ENTRIES PROVIDED
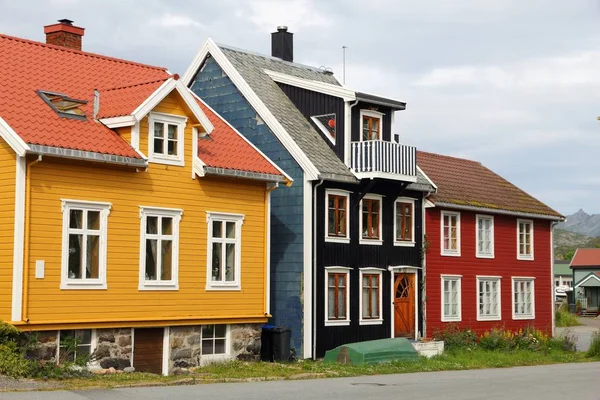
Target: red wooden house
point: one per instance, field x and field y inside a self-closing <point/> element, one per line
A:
<point x="489" y="256"/>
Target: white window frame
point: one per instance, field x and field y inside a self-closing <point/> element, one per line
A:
<point x="448" y="252"/>
<point x="337" y="270"/>
<point x="397" y="242"/>
<point x="531" y="280"/>
<point x="376" y="242"/>
<point x="238" y="219"/>
<point x="337" y="239"/>
<point x="497" y="279"/>
<point x="104" y="209"/>
<point x="171" y="119"/>
<point x="458" y="279"/>
<point x="373" y="114"/>
<point x="528" y="257"/>
<point x="159" y="212"/>
<point x="490" y="218"/>
<point x="371" y="321"/>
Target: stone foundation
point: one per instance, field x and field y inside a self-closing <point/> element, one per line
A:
<point x="113" y="348"/>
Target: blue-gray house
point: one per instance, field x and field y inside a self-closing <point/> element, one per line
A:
<point x="346" y="237"/>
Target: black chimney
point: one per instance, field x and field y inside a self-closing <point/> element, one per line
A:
<point x="282" y="44"/>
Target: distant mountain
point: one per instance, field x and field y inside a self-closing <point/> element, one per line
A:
<point x="582" y="222"/>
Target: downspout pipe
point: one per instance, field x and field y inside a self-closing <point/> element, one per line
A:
<point x="27" y="246"/>
<point x="314" y="250"/>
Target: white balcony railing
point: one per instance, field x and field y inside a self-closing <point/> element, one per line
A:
<point x="377" y="157"/>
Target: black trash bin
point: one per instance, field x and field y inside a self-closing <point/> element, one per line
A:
<point x="275" y="343"/>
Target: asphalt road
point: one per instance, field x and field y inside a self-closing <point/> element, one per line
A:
<point x="552" y="382"/>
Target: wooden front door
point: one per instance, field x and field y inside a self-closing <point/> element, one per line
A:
<point x="404" y="305"/>
<point x="148" y="349"/>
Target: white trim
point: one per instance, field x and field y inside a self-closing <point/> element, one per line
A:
<point x="527" y="257"/>
<point x="401" y="243"/>
<point x="492" y="242"/>
<point x="337" y="239"/>
<point x="315" y="86"/>
<point x="210" y="47"/>
<point x="458" y="279"/>
<point x="361" y="319"/>
<point x="86" y="284"/>
<point x="498" y="280"/>
<point x="13" y="139"/>
<point x="376" y="242"/>
<point x="222" y="217"/>
<point x="337" y="270"/>
<point x="531" y="280"/>
<point x="176" y="214"/>
<point x="450" y="252"/>
<point x="167" y="119"/>
<point x="18" y="238"/>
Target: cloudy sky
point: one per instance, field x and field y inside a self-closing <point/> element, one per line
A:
<point x="514" y="84"/>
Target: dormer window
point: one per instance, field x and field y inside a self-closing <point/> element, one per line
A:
<point x="165" y="141"/>
<point x="327" y="124"/>
<point x="371" y="124"/>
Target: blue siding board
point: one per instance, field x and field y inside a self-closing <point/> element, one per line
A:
<point x="287" y="251"/>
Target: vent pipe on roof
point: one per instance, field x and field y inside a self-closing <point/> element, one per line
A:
<point x="64" y="34"/>
<point x="282" y="44"/>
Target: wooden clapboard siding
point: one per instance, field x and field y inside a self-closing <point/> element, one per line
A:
<point x="7" y="213"/>
<point x="159" y="186"/>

HOW TO COMPLETE THIS TASK
When a line contains the string "white", copy it from the records.

RESPONSE
Target: white window frame
Target: white balcony railing
Target: white trim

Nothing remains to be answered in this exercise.